■ **Written exercise**:
Gather every line in the material below that contains the word "aircraft", and copy each one out in full.

■ **Available data**:
::::::

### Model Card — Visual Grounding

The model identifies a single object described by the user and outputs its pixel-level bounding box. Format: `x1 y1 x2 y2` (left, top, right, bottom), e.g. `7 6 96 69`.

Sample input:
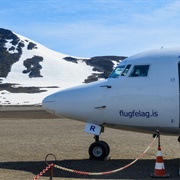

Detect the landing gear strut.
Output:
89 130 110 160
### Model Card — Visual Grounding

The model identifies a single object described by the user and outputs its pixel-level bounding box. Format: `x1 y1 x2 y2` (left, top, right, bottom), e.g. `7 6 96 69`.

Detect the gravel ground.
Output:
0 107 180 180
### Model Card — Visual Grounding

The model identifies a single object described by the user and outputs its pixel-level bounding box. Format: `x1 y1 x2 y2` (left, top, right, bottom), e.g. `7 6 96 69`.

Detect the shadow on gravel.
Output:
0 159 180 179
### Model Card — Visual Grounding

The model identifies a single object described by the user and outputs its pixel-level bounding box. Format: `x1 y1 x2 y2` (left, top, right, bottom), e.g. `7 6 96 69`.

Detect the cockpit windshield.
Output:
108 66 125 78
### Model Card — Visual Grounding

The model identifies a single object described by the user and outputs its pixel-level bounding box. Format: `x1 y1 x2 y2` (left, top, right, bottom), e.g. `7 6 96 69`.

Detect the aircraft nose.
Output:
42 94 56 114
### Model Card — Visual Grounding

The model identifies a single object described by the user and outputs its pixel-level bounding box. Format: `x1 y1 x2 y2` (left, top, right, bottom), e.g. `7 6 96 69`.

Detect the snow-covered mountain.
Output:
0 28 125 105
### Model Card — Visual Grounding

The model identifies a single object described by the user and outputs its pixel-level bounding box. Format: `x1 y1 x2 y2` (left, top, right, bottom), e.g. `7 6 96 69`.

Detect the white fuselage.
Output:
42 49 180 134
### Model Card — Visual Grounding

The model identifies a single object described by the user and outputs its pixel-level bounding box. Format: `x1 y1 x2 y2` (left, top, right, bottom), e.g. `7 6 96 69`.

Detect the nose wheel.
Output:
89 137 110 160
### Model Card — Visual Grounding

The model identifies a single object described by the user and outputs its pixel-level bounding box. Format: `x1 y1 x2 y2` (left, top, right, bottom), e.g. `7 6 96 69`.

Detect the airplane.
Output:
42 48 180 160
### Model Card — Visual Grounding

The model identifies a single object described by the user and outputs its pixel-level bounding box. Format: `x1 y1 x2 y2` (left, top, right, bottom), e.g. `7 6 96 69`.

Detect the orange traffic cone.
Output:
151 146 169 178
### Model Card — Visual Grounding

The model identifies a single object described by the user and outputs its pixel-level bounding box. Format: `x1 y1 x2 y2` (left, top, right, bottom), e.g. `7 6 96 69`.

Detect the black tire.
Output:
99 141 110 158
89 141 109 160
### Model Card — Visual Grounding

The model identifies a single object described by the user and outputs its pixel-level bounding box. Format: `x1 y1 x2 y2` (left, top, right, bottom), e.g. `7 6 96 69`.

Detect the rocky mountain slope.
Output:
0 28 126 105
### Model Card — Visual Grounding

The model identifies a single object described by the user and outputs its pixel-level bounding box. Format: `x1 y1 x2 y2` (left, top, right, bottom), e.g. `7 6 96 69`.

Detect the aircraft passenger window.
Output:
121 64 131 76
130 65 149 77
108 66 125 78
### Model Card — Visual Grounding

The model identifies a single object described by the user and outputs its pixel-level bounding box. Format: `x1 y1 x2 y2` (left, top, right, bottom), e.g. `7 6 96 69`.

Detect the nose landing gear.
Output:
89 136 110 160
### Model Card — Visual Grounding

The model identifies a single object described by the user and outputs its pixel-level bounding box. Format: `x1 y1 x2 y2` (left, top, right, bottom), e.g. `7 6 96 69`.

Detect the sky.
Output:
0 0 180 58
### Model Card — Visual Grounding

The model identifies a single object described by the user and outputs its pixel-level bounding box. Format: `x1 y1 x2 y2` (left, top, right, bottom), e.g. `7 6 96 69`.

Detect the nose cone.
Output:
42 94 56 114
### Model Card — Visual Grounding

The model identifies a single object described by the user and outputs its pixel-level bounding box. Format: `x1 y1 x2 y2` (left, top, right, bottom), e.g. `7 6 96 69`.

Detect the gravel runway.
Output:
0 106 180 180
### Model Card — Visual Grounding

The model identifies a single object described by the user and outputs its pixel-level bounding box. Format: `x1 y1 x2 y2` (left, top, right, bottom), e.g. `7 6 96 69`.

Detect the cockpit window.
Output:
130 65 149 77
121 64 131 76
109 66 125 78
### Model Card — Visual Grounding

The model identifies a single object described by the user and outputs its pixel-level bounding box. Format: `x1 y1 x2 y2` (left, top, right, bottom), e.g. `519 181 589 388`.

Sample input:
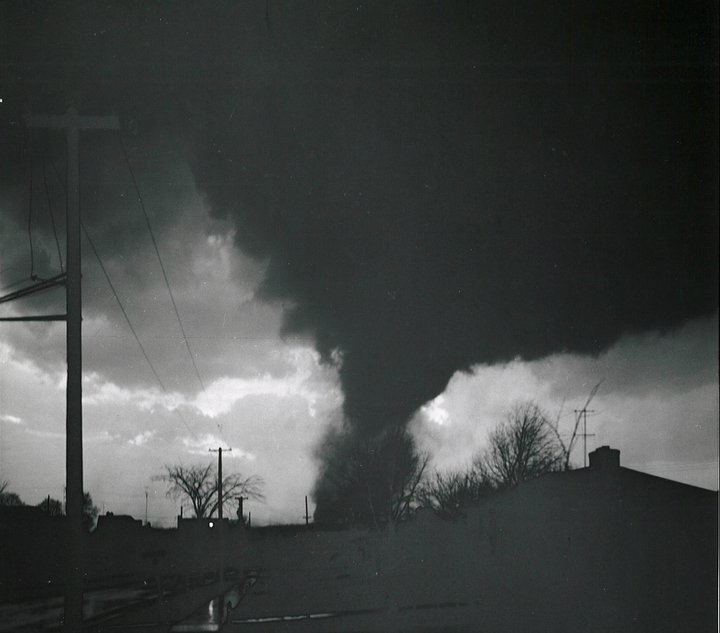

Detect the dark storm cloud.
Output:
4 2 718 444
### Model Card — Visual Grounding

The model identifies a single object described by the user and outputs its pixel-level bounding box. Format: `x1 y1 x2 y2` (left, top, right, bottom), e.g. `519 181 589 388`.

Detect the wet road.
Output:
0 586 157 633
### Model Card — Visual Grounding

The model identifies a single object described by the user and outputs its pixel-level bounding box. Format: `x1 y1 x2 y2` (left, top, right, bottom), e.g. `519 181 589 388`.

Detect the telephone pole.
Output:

::::::

■ **Result below**:
Detect the aircraft nose.
Detect the aircraft passenger window.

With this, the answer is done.